:: INPUT MATERIAL

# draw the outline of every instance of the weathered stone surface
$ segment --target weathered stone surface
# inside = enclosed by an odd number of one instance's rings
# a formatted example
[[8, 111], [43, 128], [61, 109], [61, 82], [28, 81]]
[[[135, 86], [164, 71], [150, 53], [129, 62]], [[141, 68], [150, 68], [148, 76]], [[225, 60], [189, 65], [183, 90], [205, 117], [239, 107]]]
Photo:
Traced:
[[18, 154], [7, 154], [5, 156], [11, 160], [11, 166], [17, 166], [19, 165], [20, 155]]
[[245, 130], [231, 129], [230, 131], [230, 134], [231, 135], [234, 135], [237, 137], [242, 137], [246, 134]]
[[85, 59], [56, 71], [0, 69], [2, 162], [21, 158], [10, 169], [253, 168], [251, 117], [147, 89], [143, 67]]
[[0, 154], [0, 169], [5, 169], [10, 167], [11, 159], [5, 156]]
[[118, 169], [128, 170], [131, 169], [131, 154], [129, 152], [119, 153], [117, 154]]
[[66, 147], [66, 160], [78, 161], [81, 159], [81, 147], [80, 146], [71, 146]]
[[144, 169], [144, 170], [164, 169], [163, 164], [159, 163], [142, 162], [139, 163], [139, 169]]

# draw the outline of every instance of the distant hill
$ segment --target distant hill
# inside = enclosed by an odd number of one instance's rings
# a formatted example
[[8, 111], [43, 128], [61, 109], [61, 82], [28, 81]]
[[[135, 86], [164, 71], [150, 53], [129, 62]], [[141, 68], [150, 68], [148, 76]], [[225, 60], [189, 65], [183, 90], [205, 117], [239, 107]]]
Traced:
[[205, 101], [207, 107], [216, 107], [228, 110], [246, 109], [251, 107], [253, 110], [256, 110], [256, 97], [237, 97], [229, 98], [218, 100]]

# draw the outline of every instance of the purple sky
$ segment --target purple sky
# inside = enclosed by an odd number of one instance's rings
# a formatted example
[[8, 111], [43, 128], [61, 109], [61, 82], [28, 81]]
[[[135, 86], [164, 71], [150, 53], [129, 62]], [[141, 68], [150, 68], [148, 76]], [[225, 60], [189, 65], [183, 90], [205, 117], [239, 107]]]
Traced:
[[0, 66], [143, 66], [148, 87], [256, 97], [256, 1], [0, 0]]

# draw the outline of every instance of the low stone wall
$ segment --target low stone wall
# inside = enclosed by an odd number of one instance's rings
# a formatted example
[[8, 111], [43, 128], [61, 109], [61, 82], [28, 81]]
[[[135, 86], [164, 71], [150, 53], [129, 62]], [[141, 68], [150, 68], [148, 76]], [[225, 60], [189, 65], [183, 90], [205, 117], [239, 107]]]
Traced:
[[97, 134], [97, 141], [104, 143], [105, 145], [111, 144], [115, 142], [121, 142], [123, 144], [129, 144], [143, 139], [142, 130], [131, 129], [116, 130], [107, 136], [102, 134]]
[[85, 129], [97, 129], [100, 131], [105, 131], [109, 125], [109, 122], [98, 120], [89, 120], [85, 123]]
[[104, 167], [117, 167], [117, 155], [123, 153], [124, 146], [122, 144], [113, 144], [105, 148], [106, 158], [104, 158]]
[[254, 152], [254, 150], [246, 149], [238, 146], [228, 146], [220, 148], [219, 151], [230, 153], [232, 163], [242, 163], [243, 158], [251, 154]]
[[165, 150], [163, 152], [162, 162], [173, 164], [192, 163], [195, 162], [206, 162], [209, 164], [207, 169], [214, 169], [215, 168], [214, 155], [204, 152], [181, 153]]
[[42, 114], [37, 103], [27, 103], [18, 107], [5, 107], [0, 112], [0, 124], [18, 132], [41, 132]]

::::

YOUR OBJECTIVE: Show each line of the data above that contains the word "wall", matching case exactly.

TASK RESULT:
# draw the outline of every instance of the low stone wall
$ segment --target low stone wall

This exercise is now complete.